OBIETTIVO - Trascrivi esattamente le righe di tutti i record riportati qui sotto, escludendo le immagini.

I RECORD -

━━━━━━━━

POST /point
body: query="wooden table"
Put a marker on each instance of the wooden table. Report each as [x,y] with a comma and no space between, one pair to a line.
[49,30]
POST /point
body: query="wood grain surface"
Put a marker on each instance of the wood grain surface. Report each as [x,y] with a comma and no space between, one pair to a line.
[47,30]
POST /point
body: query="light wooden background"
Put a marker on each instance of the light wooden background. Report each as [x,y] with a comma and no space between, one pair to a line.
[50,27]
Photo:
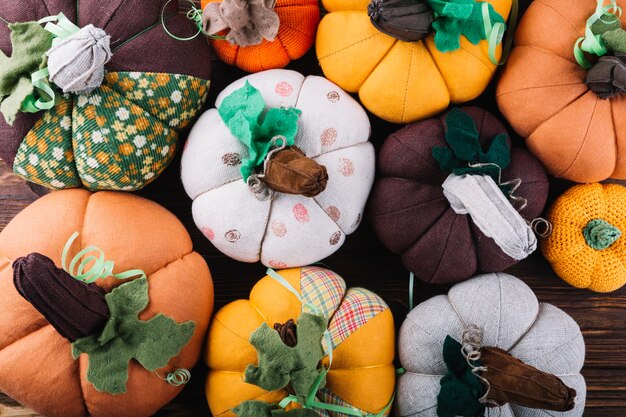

━━━━━━━━

OUTPUT COMPLETO -
POST /point
body: query="wooden table"
Put a marker on each instance of the wooden table. Report each as [x,y] with a comma and no space between, one pair to a line.
[49,30]
POST /point
body: query="wood grain surface"
Put a marker on each instance of the wood grain surface. Report each as [x,y] with a comma and no space between, one pair to a line.
[47,30]
POST /point
body: query="light wooden background"
Put a marker on each instance of the light wooden background. Report each as [x,y] with a comma and no space between, one pair to a line.
[50,27]
Photo:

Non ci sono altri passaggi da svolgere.